Task requirements: Locate every line in the material below that contains the word "hazy", matching case exactly, and copy each of those lines.

+++ Data supplied

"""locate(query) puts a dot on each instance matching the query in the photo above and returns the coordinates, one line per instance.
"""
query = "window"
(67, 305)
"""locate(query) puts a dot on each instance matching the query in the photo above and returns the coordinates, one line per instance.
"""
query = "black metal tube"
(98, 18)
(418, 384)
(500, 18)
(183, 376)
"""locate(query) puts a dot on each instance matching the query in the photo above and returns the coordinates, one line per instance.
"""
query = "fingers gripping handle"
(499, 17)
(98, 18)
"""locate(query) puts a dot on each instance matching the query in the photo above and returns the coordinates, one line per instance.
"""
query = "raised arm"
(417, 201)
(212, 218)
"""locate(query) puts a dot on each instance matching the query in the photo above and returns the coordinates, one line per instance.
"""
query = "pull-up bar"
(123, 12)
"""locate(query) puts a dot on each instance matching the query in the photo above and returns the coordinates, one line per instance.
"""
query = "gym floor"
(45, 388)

++++++
+++ Data supplied

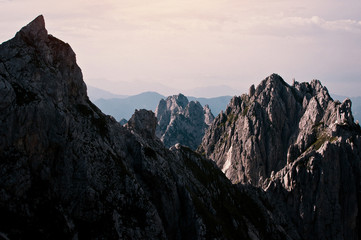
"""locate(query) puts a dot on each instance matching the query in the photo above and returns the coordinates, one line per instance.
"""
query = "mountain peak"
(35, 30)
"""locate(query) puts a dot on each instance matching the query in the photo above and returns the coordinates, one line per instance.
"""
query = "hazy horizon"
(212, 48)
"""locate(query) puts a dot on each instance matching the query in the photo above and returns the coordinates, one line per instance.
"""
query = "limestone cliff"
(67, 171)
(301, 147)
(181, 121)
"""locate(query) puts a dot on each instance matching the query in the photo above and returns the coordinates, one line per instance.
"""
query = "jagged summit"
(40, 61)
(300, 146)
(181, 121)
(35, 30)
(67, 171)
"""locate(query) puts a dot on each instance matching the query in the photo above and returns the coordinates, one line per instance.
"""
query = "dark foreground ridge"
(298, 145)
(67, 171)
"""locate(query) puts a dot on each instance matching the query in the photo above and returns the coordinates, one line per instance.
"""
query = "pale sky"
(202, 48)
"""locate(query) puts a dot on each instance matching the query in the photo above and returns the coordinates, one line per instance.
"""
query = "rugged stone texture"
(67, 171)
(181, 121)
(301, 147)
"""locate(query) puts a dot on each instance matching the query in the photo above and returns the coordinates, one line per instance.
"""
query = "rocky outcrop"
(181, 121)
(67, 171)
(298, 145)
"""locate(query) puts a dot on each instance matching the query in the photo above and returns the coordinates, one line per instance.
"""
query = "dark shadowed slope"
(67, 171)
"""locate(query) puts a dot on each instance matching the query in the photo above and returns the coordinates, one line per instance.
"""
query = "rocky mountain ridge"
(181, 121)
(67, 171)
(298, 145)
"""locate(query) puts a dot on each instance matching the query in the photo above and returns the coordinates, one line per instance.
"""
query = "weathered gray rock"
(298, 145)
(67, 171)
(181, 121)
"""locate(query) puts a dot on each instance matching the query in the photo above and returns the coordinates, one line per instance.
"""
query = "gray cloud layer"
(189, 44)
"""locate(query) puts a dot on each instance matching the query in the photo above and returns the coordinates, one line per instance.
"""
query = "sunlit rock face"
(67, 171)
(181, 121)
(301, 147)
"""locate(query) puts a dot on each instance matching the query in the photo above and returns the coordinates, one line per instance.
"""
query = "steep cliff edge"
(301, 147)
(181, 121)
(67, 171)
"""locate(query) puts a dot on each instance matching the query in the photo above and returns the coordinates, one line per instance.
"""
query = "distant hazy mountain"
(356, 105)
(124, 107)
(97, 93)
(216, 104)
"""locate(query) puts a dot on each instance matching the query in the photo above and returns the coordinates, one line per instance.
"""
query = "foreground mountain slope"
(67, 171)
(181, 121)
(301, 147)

++++++

Solution for this problem:
query = "hazy horizon"
query = "distant hazy mountain"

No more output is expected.